ACTIVITY
Only one stretch of the records below should be repeated. It starts with the line containing "Query: small pond" and goes on through the line containing "Where can you spot the woman in", exactly as written.

━━ DATA FOR PROCESSING

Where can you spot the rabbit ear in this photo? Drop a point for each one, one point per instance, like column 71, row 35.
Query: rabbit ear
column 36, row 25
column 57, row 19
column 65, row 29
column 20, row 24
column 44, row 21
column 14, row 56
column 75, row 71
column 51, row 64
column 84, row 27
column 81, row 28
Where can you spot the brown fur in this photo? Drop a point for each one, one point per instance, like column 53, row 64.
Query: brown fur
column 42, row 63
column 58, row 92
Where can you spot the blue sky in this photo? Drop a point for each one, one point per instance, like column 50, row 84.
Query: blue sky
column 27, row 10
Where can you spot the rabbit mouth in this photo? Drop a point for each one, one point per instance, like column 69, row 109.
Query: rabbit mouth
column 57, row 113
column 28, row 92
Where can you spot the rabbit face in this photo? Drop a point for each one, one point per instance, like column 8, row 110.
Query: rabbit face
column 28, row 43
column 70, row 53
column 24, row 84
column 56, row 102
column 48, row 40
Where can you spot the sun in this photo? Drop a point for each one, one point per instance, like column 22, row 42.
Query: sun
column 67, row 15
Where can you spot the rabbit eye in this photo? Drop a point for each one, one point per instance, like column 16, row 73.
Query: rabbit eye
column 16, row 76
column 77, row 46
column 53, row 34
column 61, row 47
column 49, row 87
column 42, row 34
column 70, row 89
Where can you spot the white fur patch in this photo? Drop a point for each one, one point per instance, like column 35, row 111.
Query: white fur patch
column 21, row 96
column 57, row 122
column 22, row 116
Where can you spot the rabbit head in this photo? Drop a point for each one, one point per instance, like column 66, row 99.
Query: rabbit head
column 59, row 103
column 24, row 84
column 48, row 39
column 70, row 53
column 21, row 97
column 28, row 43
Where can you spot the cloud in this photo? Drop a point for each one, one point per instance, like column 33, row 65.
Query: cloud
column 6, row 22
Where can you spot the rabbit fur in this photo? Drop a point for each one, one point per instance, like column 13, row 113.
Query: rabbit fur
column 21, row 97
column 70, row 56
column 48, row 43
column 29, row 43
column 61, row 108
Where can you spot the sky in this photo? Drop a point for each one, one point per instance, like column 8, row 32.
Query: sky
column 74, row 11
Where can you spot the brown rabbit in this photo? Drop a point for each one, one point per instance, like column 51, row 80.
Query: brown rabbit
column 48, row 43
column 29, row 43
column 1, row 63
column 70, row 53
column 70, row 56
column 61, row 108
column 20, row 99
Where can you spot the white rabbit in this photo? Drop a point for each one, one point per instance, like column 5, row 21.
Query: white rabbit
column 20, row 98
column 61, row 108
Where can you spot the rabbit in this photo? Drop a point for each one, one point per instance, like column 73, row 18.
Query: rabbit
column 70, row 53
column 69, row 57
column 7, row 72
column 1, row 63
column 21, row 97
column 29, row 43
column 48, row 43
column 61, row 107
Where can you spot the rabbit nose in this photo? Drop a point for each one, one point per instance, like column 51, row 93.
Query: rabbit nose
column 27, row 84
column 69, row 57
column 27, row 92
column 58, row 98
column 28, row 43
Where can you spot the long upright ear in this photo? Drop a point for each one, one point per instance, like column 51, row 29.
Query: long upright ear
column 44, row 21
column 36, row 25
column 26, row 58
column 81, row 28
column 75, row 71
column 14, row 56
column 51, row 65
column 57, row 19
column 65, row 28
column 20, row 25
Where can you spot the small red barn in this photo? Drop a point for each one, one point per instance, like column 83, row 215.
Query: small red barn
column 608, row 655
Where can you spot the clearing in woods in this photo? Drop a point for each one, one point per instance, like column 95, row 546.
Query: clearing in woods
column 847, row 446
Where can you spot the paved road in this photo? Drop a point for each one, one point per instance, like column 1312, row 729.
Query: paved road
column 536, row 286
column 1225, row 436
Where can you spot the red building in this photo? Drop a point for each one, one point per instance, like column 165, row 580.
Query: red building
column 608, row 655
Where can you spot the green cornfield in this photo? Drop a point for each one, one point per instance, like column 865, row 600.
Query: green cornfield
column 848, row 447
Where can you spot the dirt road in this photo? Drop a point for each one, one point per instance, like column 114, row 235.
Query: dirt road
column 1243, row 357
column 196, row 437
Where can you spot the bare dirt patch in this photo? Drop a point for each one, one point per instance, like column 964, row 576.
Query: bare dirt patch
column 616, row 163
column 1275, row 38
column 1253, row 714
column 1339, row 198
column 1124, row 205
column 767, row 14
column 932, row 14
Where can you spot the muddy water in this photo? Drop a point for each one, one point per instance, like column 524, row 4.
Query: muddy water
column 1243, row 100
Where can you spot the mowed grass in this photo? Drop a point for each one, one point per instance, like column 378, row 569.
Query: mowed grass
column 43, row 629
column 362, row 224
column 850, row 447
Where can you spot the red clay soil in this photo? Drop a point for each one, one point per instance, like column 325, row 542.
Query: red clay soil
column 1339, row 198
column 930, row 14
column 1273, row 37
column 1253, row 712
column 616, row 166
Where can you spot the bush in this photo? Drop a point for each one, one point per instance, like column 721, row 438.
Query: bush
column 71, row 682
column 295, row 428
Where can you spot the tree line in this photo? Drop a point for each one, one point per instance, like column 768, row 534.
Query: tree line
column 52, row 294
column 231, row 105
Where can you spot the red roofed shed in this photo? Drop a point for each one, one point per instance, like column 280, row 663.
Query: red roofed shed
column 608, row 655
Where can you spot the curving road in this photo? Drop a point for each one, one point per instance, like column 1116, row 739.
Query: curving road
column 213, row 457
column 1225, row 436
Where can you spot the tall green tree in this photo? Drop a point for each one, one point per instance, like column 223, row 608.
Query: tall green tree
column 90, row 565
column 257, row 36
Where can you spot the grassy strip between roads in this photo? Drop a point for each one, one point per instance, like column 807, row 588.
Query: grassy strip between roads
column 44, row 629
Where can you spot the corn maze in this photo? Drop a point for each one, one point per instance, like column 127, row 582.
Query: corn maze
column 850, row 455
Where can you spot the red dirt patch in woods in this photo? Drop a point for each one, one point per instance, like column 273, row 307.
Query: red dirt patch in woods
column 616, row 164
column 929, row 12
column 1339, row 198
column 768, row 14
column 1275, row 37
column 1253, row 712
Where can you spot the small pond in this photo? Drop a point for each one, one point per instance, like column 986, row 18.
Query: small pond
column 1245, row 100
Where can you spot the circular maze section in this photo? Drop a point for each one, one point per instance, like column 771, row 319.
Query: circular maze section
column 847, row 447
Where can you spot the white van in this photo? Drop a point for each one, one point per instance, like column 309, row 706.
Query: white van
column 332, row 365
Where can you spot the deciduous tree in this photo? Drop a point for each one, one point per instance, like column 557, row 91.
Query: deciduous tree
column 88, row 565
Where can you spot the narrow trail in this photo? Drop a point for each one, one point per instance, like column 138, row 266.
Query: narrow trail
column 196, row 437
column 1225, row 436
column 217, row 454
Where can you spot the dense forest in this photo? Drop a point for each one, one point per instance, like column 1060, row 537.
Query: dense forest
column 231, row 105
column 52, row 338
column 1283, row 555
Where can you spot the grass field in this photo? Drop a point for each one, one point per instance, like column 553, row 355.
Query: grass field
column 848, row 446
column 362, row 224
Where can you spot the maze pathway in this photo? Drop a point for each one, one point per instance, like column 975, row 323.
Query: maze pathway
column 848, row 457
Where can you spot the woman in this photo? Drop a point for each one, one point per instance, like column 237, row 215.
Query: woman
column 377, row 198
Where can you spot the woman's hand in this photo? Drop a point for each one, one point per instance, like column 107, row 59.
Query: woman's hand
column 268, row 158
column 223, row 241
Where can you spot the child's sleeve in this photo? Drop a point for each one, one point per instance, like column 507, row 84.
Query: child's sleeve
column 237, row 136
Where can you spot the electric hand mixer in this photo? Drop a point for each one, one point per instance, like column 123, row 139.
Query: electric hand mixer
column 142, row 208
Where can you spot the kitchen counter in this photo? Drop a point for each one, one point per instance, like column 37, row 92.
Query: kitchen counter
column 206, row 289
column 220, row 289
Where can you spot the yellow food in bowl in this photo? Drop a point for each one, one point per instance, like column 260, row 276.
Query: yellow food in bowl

━━━━

WRITTEN ANSWER
Query: small pond
column 1245, row 100
Where can you spot the circular maze section in this photo? Drop a point for each one, one point per instance, like column 771, row 319.
Query: circular maze section
column 847, row 447
Where can you spot the white van in this photo? Drop a point for each one, one point per instance, like column 309, row 706.
Query: white van
column 332, row 365
Where can you spot the deciduous tree in this photo? Drop a point for each one, one point per instance, like column 557, row 91.
Query: deciduous tree
column 88, row 565
Where can you spot the narrow trail in this photo? Drop a point for each one, one point per instance, like column 138, row 266.
Query: narrow trail
column 196, row 437
column 1225, row 436
column 217, row 454
Where can you spot the dense forest in this photo? Drop a point for each one, one point per instance, like column 1060, row 537.
Query: dense forest
column 231, row 105
column 52, row 338
column 1283, row 555
Where can you spot the grass field in this photo? Drop a point for each one, one point per instance, like column 553, row 355.
Query: grass field
column 848, row 446
column 362, row 224
Where can you spot the maze pathway in this photo? Drop a point for each one, one point per instance, like column 975, row 323.
Query: maze pathway
column 848, row 457
Where can you spot the woman in this photo? Drop a point for each one, one point per instance, like column 237, row 215.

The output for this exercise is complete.